▶ _Problem_
Only the lines from the line holding "Note: for every instance of the knuckle" through the final line of the entries below are to be returned, exactly as they stand.

▶ _Input_
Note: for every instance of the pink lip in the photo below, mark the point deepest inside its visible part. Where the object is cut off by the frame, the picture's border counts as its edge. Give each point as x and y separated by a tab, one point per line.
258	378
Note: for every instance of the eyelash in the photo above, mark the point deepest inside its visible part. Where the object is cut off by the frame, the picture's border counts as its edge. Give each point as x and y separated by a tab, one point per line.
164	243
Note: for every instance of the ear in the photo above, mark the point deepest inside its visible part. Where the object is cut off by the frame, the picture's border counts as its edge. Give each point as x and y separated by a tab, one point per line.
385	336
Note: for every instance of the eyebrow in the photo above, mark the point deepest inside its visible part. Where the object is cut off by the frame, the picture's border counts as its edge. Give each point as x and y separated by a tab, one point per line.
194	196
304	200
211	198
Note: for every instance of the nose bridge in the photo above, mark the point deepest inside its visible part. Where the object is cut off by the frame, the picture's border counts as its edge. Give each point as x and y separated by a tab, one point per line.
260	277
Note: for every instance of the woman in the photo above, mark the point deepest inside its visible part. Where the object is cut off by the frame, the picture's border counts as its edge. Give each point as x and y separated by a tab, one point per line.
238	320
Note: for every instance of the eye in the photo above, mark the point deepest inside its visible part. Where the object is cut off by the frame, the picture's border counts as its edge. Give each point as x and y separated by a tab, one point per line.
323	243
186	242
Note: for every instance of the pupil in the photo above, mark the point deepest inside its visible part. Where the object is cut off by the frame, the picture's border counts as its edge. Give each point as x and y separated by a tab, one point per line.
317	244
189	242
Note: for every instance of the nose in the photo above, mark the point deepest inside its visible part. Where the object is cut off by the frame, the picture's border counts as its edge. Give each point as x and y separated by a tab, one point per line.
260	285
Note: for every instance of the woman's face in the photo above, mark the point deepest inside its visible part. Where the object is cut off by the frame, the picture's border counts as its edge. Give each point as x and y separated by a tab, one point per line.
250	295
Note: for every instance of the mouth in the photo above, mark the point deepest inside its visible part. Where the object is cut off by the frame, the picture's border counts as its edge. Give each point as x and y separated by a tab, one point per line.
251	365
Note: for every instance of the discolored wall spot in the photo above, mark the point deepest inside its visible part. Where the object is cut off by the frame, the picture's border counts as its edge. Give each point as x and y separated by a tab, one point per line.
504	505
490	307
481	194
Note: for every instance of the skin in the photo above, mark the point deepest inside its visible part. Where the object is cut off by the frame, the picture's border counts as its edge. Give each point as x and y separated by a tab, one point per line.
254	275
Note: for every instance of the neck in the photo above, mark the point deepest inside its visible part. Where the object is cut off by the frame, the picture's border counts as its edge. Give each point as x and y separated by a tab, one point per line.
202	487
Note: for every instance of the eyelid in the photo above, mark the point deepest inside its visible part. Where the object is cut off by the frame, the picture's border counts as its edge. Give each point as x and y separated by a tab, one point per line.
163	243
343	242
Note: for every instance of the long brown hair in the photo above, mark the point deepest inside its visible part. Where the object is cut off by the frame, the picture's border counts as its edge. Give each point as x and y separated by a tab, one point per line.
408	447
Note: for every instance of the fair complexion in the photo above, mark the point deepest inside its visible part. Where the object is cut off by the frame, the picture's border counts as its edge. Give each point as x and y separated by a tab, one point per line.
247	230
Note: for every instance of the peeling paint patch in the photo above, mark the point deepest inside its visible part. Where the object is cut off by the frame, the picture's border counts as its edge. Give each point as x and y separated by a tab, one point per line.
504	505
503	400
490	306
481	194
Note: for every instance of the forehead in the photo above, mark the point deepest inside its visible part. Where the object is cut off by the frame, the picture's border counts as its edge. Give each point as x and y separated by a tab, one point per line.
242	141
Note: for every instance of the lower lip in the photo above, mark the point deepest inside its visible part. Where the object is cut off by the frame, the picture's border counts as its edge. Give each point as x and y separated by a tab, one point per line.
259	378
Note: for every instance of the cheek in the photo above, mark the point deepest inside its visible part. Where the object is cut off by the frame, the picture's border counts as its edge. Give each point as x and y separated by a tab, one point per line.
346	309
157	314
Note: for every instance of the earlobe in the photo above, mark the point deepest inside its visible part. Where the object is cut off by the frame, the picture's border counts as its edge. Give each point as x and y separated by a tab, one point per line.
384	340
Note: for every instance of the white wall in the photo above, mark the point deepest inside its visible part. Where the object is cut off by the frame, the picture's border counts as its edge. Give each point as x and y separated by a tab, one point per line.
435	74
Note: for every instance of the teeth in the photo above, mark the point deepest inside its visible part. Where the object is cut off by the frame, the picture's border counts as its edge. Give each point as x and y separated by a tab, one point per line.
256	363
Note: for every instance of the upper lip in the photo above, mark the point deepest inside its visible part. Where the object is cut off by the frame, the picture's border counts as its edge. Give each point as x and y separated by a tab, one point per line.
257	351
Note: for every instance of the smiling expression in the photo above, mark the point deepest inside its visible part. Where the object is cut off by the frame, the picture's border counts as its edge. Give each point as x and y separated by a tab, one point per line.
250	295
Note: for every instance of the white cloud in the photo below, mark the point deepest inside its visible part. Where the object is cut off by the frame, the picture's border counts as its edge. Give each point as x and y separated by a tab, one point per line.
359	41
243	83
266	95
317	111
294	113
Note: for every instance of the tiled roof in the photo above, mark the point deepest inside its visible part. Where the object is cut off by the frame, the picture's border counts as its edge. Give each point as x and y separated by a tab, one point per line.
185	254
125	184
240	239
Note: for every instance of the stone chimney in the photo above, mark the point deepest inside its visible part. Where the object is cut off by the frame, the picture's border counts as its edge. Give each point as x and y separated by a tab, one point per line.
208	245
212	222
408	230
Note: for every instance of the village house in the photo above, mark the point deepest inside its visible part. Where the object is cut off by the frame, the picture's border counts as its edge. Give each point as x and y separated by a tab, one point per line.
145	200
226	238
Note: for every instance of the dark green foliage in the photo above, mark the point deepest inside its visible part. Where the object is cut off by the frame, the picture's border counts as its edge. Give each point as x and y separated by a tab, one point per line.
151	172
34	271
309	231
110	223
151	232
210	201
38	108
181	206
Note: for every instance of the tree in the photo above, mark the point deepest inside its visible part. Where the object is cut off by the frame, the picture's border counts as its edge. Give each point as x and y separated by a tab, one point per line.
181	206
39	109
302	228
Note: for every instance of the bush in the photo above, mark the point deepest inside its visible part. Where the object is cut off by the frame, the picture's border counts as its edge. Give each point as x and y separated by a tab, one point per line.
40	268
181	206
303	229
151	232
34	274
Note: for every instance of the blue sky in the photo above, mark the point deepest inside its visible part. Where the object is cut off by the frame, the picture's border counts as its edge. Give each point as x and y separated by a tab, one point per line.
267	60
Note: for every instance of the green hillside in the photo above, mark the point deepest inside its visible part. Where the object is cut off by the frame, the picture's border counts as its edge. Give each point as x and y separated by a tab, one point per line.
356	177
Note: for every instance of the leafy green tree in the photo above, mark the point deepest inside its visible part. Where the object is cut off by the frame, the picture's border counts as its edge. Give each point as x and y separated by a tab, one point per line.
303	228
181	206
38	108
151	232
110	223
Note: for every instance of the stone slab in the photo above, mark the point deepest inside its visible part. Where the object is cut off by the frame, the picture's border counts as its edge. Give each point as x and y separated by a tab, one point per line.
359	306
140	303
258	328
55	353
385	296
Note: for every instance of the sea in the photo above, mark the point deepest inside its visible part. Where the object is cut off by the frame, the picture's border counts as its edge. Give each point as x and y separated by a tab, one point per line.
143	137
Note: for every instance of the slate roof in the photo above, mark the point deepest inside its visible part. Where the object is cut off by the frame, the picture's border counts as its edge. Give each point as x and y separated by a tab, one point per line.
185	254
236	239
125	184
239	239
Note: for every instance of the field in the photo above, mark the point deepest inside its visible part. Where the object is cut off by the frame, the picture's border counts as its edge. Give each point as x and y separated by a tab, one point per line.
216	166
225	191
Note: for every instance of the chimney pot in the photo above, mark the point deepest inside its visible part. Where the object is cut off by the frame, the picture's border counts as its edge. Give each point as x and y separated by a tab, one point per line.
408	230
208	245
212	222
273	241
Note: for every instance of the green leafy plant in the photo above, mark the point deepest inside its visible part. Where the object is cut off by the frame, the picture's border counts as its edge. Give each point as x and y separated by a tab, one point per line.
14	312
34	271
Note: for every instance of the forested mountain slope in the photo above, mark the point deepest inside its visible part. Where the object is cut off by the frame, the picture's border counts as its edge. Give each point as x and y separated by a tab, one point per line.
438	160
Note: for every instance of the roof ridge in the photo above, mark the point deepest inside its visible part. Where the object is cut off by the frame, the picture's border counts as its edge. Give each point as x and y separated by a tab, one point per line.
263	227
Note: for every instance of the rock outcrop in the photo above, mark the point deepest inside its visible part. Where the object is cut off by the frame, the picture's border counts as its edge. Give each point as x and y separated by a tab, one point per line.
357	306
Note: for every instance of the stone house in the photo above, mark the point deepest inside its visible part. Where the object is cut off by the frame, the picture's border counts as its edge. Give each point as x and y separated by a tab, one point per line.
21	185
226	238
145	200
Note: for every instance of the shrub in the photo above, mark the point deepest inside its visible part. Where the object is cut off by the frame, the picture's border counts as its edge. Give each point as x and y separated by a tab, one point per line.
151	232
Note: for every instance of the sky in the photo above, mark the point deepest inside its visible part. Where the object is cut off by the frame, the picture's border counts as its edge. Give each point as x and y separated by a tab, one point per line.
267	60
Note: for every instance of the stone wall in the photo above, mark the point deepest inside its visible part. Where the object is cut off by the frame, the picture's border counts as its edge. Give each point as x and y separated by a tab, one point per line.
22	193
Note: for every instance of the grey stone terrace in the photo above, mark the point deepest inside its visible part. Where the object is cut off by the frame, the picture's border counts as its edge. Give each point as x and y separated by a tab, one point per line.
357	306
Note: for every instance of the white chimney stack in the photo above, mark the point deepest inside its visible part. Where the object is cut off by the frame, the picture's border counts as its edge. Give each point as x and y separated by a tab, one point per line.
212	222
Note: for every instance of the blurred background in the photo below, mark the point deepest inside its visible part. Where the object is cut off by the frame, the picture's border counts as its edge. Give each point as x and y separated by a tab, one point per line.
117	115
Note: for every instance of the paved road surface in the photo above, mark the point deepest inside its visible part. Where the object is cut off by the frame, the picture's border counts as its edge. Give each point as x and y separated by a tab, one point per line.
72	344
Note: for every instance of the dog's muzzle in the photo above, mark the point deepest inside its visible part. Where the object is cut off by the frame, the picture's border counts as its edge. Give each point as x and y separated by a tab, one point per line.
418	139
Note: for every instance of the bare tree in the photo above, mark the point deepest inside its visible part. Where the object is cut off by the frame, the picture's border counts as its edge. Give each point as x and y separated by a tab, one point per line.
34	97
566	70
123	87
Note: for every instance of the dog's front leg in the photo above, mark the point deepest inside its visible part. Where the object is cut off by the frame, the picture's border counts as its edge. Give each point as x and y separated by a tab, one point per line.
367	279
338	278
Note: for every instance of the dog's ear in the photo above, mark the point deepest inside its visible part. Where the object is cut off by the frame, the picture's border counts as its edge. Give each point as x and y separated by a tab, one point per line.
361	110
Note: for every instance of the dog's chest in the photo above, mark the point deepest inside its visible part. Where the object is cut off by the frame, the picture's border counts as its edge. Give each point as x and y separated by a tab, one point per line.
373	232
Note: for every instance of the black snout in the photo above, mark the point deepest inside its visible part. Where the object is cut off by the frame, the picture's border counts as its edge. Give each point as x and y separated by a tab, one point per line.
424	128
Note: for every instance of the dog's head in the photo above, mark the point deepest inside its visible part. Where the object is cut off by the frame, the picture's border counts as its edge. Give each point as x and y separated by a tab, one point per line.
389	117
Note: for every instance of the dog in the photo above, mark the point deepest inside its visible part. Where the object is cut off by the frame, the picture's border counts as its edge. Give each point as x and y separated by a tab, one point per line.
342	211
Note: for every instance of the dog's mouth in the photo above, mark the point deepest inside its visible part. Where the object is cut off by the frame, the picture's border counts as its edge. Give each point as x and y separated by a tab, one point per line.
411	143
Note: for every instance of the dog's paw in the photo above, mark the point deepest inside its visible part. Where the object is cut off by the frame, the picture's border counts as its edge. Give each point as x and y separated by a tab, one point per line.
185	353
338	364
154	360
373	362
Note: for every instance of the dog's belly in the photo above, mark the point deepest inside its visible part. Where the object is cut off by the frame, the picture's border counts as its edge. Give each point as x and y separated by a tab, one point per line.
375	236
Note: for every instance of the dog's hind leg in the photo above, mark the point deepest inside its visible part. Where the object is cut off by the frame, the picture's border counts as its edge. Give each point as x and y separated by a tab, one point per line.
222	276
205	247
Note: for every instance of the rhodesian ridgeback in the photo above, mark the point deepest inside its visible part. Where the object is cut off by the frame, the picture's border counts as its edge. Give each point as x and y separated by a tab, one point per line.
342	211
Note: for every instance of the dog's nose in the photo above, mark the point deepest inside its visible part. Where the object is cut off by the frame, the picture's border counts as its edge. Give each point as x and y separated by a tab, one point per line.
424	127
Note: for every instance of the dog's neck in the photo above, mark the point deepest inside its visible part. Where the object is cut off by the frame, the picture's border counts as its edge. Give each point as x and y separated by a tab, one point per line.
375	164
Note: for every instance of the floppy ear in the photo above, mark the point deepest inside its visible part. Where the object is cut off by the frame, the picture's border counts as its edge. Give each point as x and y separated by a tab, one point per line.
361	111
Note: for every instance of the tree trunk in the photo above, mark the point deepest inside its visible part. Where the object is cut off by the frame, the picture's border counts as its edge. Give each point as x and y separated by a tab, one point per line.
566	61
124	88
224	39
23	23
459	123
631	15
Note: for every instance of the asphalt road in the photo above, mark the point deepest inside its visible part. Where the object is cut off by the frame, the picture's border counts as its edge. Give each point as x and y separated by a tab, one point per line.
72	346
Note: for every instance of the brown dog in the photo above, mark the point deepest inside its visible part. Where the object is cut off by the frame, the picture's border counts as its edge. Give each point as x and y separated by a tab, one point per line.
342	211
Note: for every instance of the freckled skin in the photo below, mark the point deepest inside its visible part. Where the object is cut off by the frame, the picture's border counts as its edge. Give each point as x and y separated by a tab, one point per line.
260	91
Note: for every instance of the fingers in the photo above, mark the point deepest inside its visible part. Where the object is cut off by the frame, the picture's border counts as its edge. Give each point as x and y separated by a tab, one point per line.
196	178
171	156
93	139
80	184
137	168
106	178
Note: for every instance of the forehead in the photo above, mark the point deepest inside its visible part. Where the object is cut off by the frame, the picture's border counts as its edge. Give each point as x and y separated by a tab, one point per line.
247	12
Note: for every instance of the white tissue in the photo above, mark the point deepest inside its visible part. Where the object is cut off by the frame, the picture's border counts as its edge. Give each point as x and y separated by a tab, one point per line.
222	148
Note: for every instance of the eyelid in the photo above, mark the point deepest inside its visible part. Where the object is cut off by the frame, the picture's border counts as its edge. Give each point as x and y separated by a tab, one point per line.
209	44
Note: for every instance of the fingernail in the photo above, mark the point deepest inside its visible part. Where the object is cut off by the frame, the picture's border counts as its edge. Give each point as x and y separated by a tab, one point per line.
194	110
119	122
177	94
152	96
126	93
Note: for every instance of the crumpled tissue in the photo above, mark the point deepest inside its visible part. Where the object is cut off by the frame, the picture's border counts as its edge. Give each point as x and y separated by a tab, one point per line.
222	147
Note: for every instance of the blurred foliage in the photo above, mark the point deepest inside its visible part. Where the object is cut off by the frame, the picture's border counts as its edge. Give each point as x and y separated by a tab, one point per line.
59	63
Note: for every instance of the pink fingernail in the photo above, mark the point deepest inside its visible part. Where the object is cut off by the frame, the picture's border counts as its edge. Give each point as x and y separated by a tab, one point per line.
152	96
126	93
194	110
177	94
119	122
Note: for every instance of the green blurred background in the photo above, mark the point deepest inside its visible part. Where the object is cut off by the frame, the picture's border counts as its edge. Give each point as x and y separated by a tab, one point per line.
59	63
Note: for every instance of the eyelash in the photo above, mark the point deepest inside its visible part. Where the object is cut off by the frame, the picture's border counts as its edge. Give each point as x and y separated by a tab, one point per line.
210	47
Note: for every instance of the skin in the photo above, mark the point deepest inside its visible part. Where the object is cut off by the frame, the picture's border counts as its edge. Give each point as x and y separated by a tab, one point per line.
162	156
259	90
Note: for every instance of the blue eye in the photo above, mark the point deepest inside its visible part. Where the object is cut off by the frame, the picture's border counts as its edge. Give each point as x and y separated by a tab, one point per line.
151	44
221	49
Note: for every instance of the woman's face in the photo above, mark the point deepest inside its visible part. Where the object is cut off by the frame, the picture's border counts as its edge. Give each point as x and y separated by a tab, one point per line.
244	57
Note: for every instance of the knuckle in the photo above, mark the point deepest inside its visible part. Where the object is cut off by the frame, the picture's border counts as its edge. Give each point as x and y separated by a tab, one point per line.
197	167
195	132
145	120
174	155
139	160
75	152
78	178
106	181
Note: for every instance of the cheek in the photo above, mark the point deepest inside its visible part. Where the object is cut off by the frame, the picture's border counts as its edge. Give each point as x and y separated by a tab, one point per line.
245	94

▶ _Complete response_
Note: for every instance of the knuckle in the photo above, mark the point deepest inside its visible part. Where the object is cut off by the frame, the picture's border counts as its edge. Give each point as x and y separated by a tab, one point per line.
197	167
195	132
145	120
174	155
139	160
75	152
78	178
106	181
Note: for every instance of the cheek in the photo above, mark the point deepest inside its visible part. Where the object is cut off by the frame, the picture's border counts as its edge. Give each point as x and y separated by a tab, one point per line.
245	94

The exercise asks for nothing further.